- Goal of the exercise
With the pictures removed, please write out every line below exactly as given.
+++
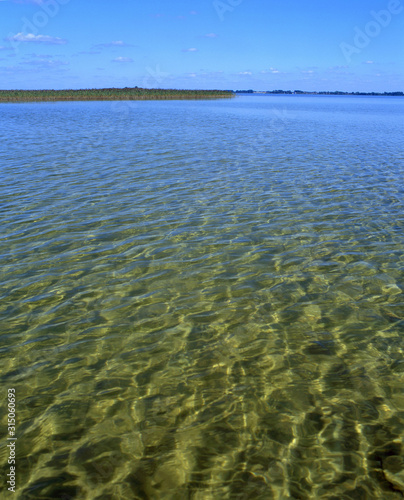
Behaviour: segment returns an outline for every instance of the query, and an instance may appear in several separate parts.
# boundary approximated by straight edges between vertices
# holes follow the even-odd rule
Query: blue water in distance
[[[402,497],[403,98],[0,117],[16,498]]]

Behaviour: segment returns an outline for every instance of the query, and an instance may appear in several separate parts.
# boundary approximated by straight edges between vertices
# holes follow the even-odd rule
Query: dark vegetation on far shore
[[[231,90],[80,89],[80,90],[0,90],[0,102],[41,101],[137,101],[156,99],[219,99],[234,97]]]
[[[1,0],[0,0],[1,1]],[[237,94],[309,94],[309,95],[361,95],[404,96],[403,92],[308,92],[302,90],[181,90],[145,89],[141,87],[79,89],[79,90],[0,90],[1,102],[45,101],[139,101],[163,99],[221,99]]]
[[[236,90],[236,94],[308,94],[308,95],[382,95],[382,96],[404,96],[404,92],[341,92],[340,90],[328,91],[323,90],[320,92],[306,91],[306,90]]]

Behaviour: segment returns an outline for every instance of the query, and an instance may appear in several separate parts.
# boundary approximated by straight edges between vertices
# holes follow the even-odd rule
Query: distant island
[[[306,90],[236,90],[236,94],[308,94],[308,95],[387,95],[387,96],[404,96],[404,92],[341,92],[340,90],[321,92],[306,91]]]
[[[140,87],[80,90],[0,90],[0,102],[139,101],[159,99],[222,99],[232,90],[145,89]]]

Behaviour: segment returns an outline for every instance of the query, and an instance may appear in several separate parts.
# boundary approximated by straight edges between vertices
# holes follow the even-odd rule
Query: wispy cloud
[[[133,47],[130,43],[125,43],[122,40],[116,40],[114,42],[98,43],[94,45],[94,48],[103,49],[107,47]]]
[[[115,42],[111,42],[110,45],[112,45],[113,47],[127,47],[128,44],[123,42],[122,40],[116,40]]]
[[[351,71],[346,71],[346,69],[349,66],[332,66],[331,68],[328,68],[325,72],[326,75],[353,75]]]
[[[73,56],[81,56],[81,55],[95,56],[99,54],[101,54],[99,50],[82,50],[81,52],[77,52],[77,54],[73,54]]]
[[[60,66],[67,66],[66,61],[60,61],[56,59],[33,59],[31,61],[23,61],[20,64],[28,64],[31,66],[40,67],[42,69],[52,69],[59,68]]]
[[[131,63],[133,62],[133,59],[131,57],[116,57],[115,59],[112,59],[112,62]]]
[[[203,35],[204,38],[217,38],[216,33],[206,33],[206,35]]]
[[[282,72],[279,71],[279,69],[276,69],[276,68],[269,68],[269,69],[264,69],[263,71],[261,71],[261,75],[268,75],[268,74],[272,74],[272,75],[278,75],[278,74],[281,74]]]
[[[374,64],[373,61],[365,61],[365,64]]]
[[[31,42],[31,43],[48,43],[51,45],[64,45],[67,40],[57,36],[34,35],[32,33],[17,33],[16,35],[5,38],[8,42]]]
[[[182,49],[182,52],[198,52],[198,49],[191,47],[190,49]]]
[[[14,75],[15,73],[26,73],[26,69],[24,70],[21,66],[0,66],[0,73],[10,73]]]
[[[22,4],[34,4],[34,5],[42,5],[44,0],[0,0],[0,2],[11,2],[11,3],[22,3]]]
[[[239,75],[250,76],[250,75],[252,75],[252,72],[251,71],[240,71]]]
[[[31,52],[30,54],[26,54],[25,59],[52,59],[53,55],[51,54],[37,54],[35,52]]]

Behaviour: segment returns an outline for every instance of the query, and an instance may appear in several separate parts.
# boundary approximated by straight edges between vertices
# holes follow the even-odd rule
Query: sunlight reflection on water
[[[401,498],[403,103],[0,105],[17,498]]]

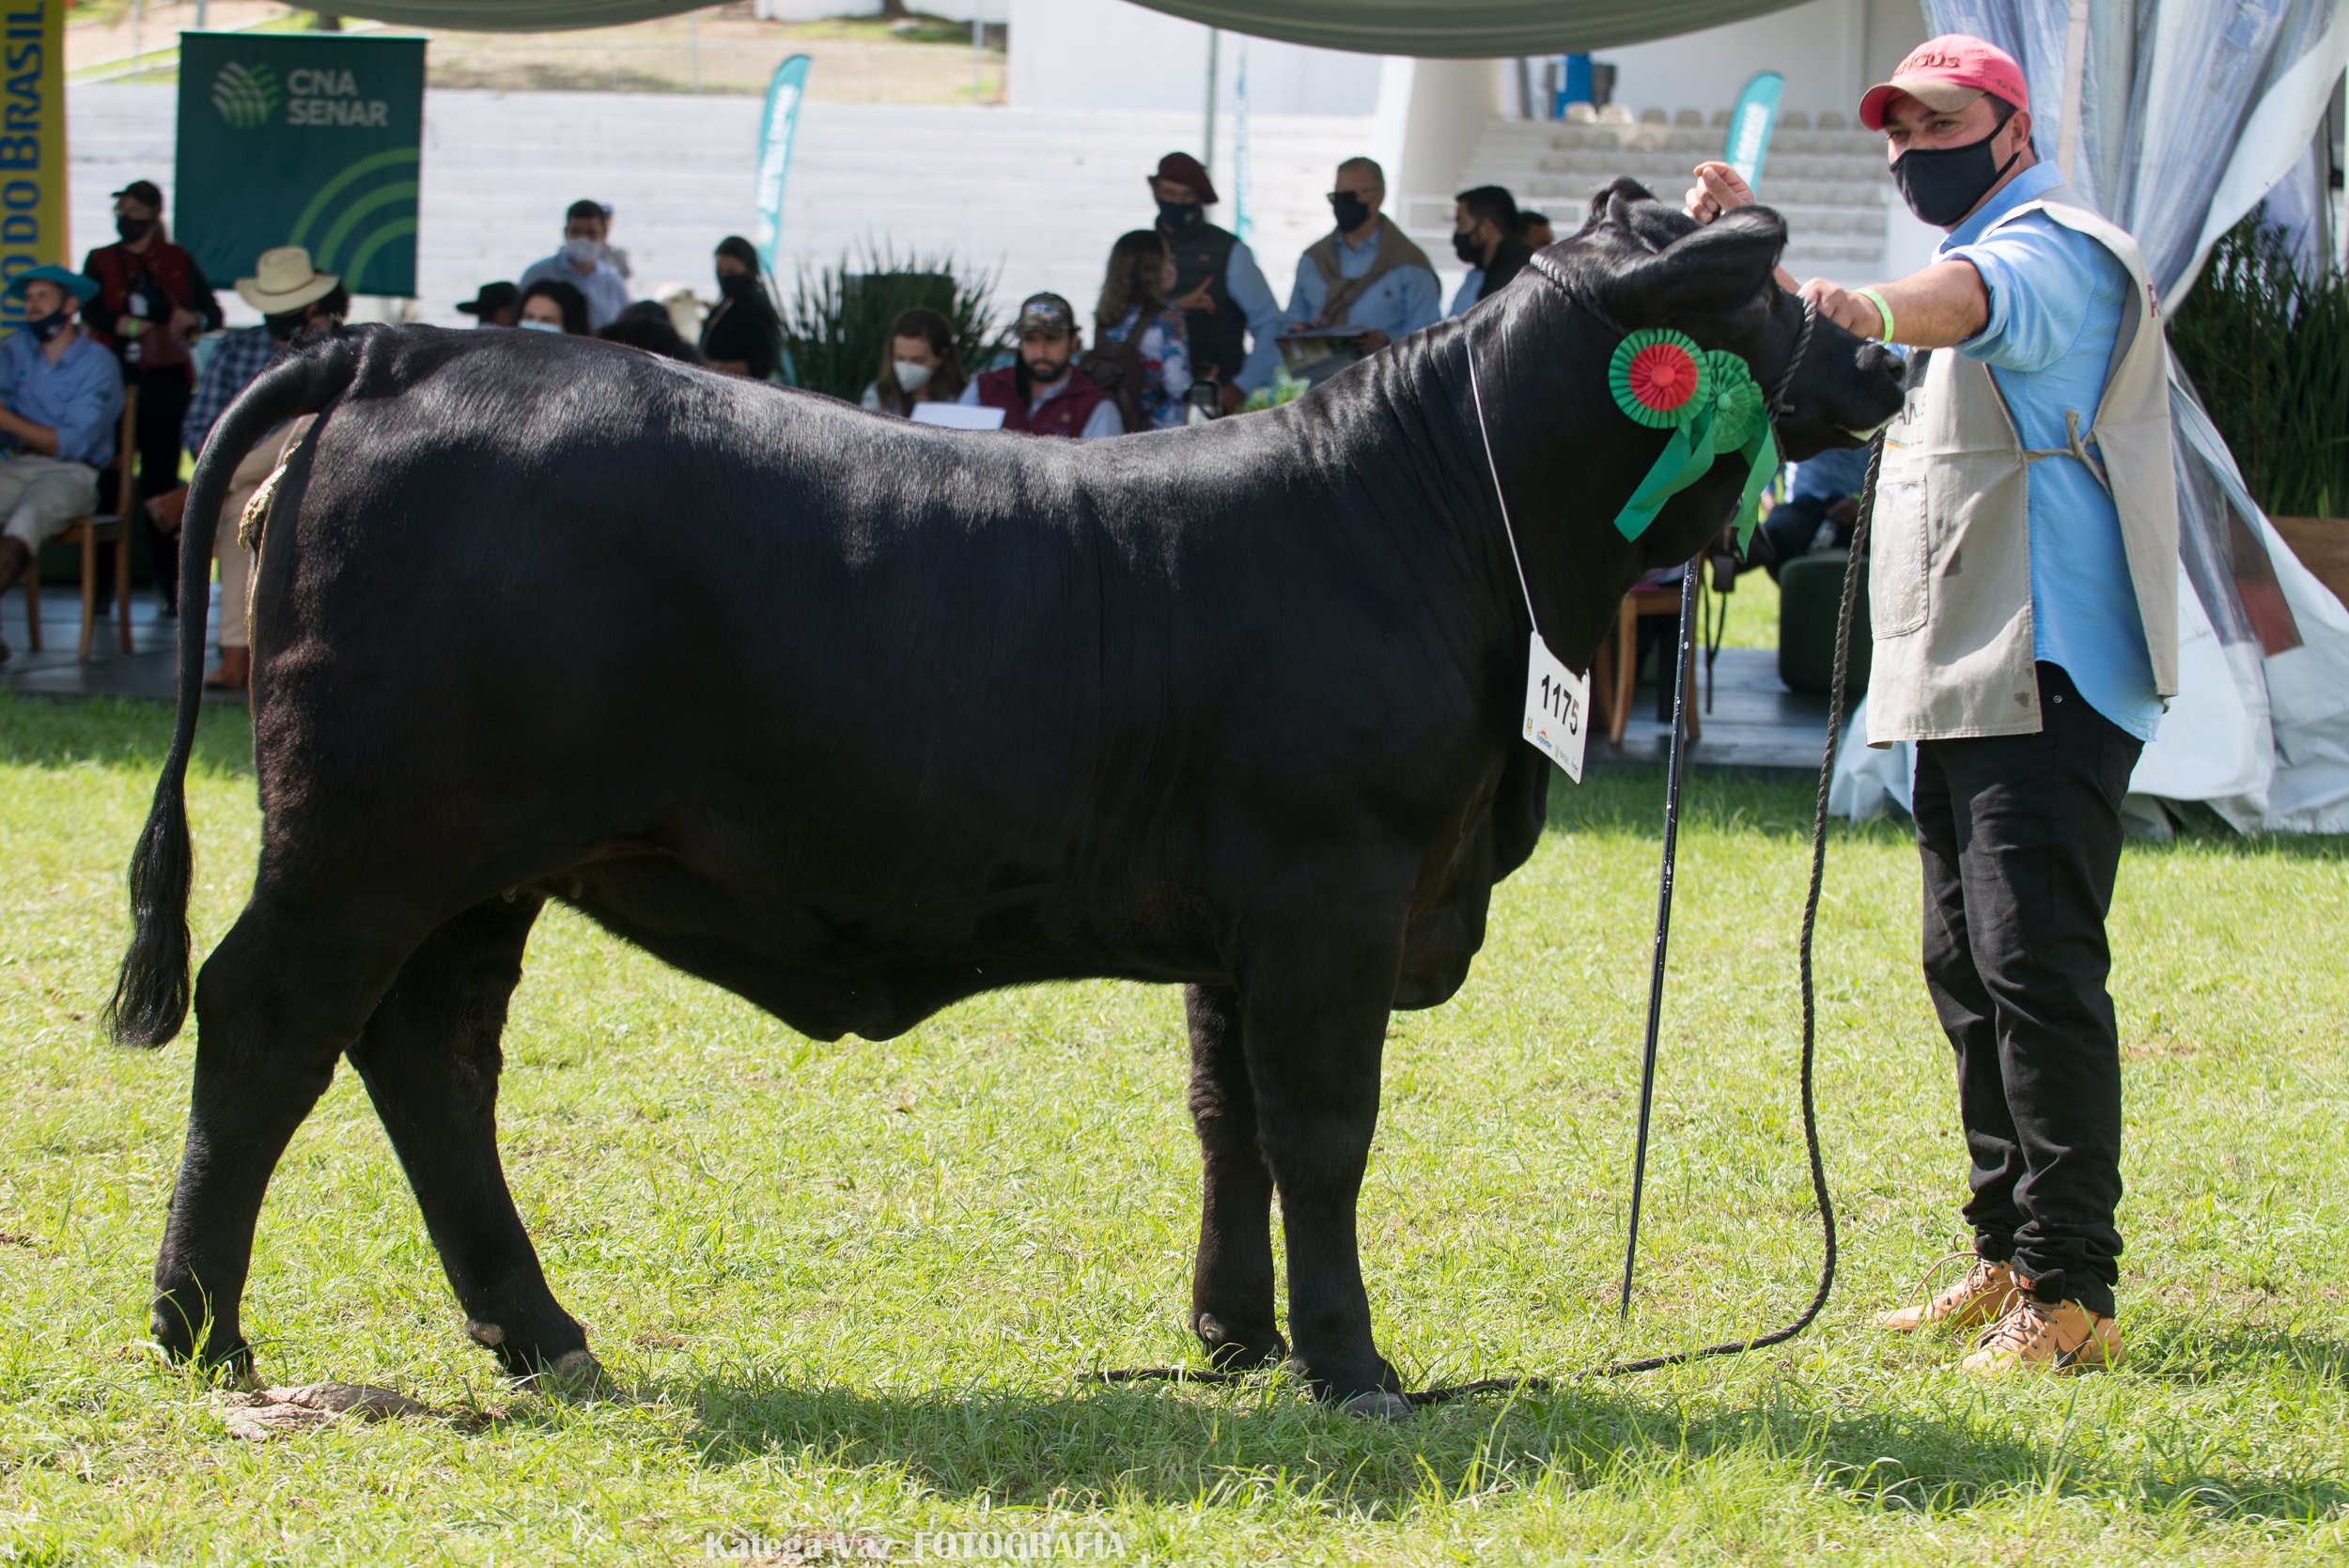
+++
- Written reply
Behaviour: segment returns an outline for every instance of the query, and an instance may appear in several separate parts.
# boundary approximated by straight edges between vertices
# holes follow the even-odd rule
Query: blue water in distance
[[[402,497],[403,98],[0,117],[16,498]]]

Behaviour: segment returns an outline for every instance of the query, and an instance may appear in several separate parts.
# boundary approximated by straight edges between vertices
# holes follow the even-odd rule
Query: dark vegetation on far shore
[[[231,90],[80,89],[80,90],[0,90],[0,102],[41,101],[137,101],[156,99],[219,99],[234,97]]]
[[[1,0],[0,0],[1,1]],[[237,94],[309,94],[309,95],[361,95],[404,96],[403,92],[308,92],[302,90],[181,90],[145,89],[141,87],[79,89],[79,90],[0,90],[1,102],[45,101],[139,101],[163,99],[221,99]]]
[[[236,90],[236,94],[308,94],[308,95],[382,95],[382,96],[404,96],[404,92],[341,92],[340,90],[328,91],[323,90],[320,92],[306,91],[306,90]]]

Behaviour: segment returns an outline for every instance of the query, and an instance may appear in several separate parts.
# boundary approximated by straight edges between vertices
# holes follow the even-odd rule
Query: distant island
[[[306,90],[236,90],[236,94],[308,94],[308,95],[387,95],[387,96],[404,96],[404,92],[341,92],[340,90],[321,92],[306,91]]]
[[[140,87],[80,90],[0,90],[0,102],[139,101],[159,99],[222,99],[232,90],[145,89]]]

Behaviour: segment returns an outline for every instance of the query, and an instance may appear in several separate parts.
# boundary approximated by straight edges between vertices
# holes follow the even-odd rule
Query: wispy cloud
[[[133,47],[130,43],[125,43],[122,40],[116,40],[114,42],[98,43],[94,45],[94,48],[103,49],[107,47]]]
[[[115,42],[111,42],[110,45],[112,45],[113,47],[127,47],[128,44],[123,42],[122,40],[116,40]]]
[[[351,71],[346,71],[346,69],[349,66],[332,66],[331,68],[328,68],[325,72],[326,75],[353,75]]]
[[[73,56],[81,56],[81,55],[95,56],[99,54],[101,54],[99,50],[82,50],[81,52],[77,52],[77,54],[73,54]]]
[[[60,66],[67,66],[66,61],[60,61],[56,59],[33,59],[31,61],[23,61],[20,64],[28,64],[31,66],[40,67],[42,69],[52,69],[59,68]]]
[[[131,63],[133,62],[133,59],[131,57],[116,57],[115,59],[112,59],[112,62]]]
[[[203,35],[204,38],[217,38],[216,33],[206,33],[206,35]]]
[[[282,72],[279,71],[279,69],[276,69],[276,68],[269,68],[269,69],[264,69],[263,71],[261,71],[261,75],[268,75],[268,74],[272,74],[272,75],[278,75],[278,74],[281,74]]]
[[[374,64],[373,61],[365,61],[365,64]]]
[[[31,42],[31,43],[48,43],[51,45],[64,45],[67,40],[57,36],[34,35],[32,33],[17,33],[16,35],[5,38],[8,42]]]
[[[182,49],[182,52],[198,52],[198,49],[191,47],[190,49]]]
[[[14,75],[15,73],[26,73],[26,69],[24,70],[21,66],[0,66],[0,73],[10,73]]]
[[[22,4],[34,4],[34,5],[42,5],[44,0],[0,0],[0,2],[11,2],[11,3],[22,3]]]
[[[239,75],[250,76],[250,75],[252,75],[252,72],[251,71],[240,71]]]
[[[31,52],[30,54],[26,54],[25,59],[52,59],[53,55],[51,54],[37,54],[35,52]]]

Behaviour: segment returns an outline for every instance of the query, and an instance may appear in several separate parts.
# boundary approximated by straight edges between vertices
# holes follow the even-odd rule
Query: sunlight reflection on water
[[[401,498],[403,103],[0,105],[17,498]]]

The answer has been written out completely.